§ Challenge A: Please revise the funeral commentary from "First, the funeral" up to and including "in a freezer.", putting "output" in place of "productivity".

***** Text to read *****

The Today Newspaper’s take from the Queen’s funeral service, was this quotation from Archbishop Justin Welby, “…People of loving service are rare in any walk of life. Leaders of loving service are still rarer. But in all cases those who serve will be loved and remembered when those who cling to power and privileges are long forgotten.”
We are asking leaders in Ghana – religious, business, political, society, young, old, will you be remembered?
First, the funeral service was notable in the precise, organized and efficient way it was done. It took about one hour from the beginning to the end. Second, the presiding priest was remarkably brief and to the point. Third, the message sent throughout the world was quite clear – service matters.
In Ghana, we would have organized a one week “celebration” with its attendant loss of time and productivity and huge cost for something that traditionally was an occasion to make sure the person was really dead and then for the family to plan the burial. The funeral would have attracted tremendous cost for custom made cloth, “gifts” and a long time spent by the dead in a freezer.
The “humbling” of selected world leaders also made quite a statement seeing them stripped of private jets and seated in busses.
Leaders of all types in our part of the world, tend to use their privilege to “show people where power lies”. Forgetting always that their authority has a beginning and an ending and that decisions they make while on top, can be reversed when they come down.
Archbishop Justin Welby, the Archbishop of Canterbury’s sermon:
Come Holy Spirit, fill us with the balm of your healing love. Amen.

***** Data for this task *****

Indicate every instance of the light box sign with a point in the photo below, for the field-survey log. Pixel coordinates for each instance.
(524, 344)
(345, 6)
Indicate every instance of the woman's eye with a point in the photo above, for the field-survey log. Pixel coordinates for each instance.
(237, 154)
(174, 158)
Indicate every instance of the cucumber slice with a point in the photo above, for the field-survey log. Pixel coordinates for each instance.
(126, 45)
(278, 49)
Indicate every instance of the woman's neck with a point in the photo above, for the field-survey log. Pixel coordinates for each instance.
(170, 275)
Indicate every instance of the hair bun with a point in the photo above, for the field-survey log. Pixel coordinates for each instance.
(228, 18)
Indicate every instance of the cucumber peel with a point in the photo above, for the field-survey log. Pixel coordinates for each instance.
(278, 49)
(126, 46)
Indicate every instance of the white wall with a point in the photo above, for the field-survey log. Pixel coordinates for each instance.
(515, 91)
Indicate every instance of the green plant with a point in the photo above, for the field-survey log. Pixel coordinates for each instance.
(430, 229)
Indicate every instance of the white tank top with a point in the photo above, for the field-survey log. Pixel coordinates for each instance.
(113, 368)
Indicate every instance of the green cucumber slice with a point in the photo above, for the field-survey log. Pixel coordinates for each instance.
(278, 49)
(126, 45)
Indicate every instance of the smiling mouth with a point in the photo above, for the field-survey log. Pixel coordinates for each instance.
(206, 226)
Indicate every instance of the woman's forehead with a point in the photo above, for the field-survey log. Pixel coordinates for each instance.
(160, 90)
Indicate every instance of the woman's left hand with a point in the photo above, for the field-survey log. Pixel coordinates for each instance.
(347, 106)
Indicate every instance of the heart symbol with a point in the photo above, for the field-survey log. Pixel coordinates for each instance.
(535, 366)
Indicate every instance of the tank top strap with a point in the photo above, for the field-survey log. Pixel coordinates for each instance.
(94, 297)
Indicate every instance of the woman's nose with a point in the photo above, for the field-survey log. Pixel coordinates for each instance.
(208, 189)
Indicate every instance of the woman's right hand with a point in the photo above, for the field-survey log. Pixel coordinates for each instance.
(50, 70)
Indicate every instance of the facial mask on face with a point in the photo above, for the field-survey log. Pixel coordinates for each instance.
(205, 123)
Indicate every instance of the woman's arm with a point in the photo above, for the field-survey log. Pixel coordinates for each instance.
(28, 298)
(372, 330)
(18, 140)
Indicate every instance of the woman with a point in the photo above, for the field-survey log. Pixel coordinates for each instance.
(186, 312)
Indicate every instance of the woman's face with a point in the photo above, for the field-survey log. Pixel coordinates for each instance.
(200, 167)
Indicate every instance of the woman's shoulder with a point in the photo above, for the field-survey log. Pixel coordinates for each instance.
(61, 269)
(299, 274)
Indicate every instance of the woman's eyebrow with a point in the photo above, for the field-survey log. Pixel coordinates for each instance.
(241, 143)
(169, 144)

*****

§ Challenge B: Report every line of the entries above that contains the string "slice", and treat case as significant.

§ Correct result A:
First, the funeral service was notable in the precise, organized and efficient way it was done. It took about one hour from the beginning to the end. Second, the presiding priest was remarkably brief and to the point. Third, the message sent throughout the world was quite clear – service matters.
In Ghana, we would have organized a one week “celebration” with its attendant loss of time and output and huge cost for something that traditionally was an occasion to make sure the person was really dead and then for the family to plan the burial. The funeral would have attracted tremendous cost for custom made cloth, “gifts” and a long time spent by the dead in a freezer.

§ Correct result B:
Indicate every instance of the cucumber slice with a point in the photo above, for the field-survey log. Pixel coordinates for each instance.
Indicate every instance of the green cucumber slice with a point in the photo above, for the field-survey log. Pixel coordinates for each instance.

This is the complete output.